#### [Text passage]
>> START
APPROACH #1: Start with the given inequality and then check the statements
Given: \(7<x^2-4x+12\)
Subtract 8 from both sides to get: \(-1<x^2-4x+4\)
Factor right side to get: \(-1<(x-2)^2\)
Since \((x-2)^2\) is ALWAYS greater than or equal to zero, we can see that the inequality is true for ALL values of x.
In other words, x can equal ANY number

i) \(3^{x-2}>0\)
This is true for all values of x.
So, statement i is MUST be true

ii) \(|x^3+1|>0\)
This inequality is NOT satisfied when \(x = -1\)
Since x can equal -1, statement ii need not be true

iii) \(\sqrt{(x+2)^2}>0\)
This inequality is NOT satisfied when \(x = -2\)
>> END
#### [Annotated coordinate data]
>> START
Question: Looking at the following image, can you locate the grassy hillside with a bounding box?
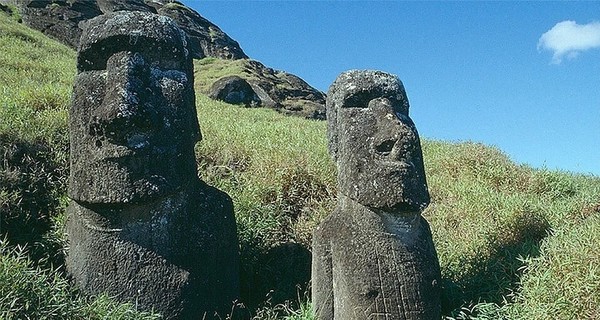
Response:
[0,13,600,319]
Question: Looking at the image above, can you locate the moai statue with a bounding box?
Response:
[312,70,441,320]
[67,11,239,319]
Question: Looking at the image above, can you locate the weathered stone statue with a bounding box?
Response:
[67,11,239,319]
[312,70,441,320]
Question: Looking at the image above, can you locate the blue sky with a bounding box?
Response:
[183,0,600,176]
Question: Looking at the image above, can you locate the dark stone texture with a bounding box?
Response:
[327,71,429,211]
[202,59,325,120]
[208,76,261,107]
[7,0,325,119]
[312,70,441,320]
[67,182,239,319]
[66,11,239,319]
[8,0,248,59]
[17,0,102,48]
[158,1,248,59]
[69,12,199,203]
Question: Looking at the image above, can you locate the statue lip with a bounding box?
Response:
[380,160,415,173]
[98,141,152,161]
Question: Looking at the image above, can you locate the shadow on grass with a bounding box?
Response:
[241,242,311,313]
[442,213,550,316]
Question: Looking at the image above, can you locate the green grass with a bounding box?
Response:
[0,10,600,320]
>> END
#### [What you need to do]
(a) Decide whether each statement agrees with the inequality solution, answering yes or no and quoting the words that settle it: (i) subtracting 8 from both sides gives \(-1<x^2-4x+4\); (ii) statement ii must be true; (iii) the inequality in statement iii fails when \(x = -2\).
(b) List each word that the inequality solution writes entirely in capital letters, naming each one once.
(c) Reproduce word for word the stretch of the inequality solution from "Since \((x-2)^2\) is" through "This is true for all values of x.".

#### [Responses per task]
(a)
(i) Yes: "Subtract 8 from both sides to get: \(-1<x^2-4x+4\)"
(ii) No: "Since x can equal -1, statement ii need not be true"
(iii) Yes: "This inequality is NOT satisfied when \(x = -2\)"

(b) APPROACH, ALWAYS, ALL, ANY, MUST, NOT

(c)
Since \((x-2)^2\) is ALWAYS greater than or equal to zero, we can see that the inequality is true for ALL values of x.
In other words, x can equal ANY number

i) \(3^{x-2}>0\)
This is true for all values of x.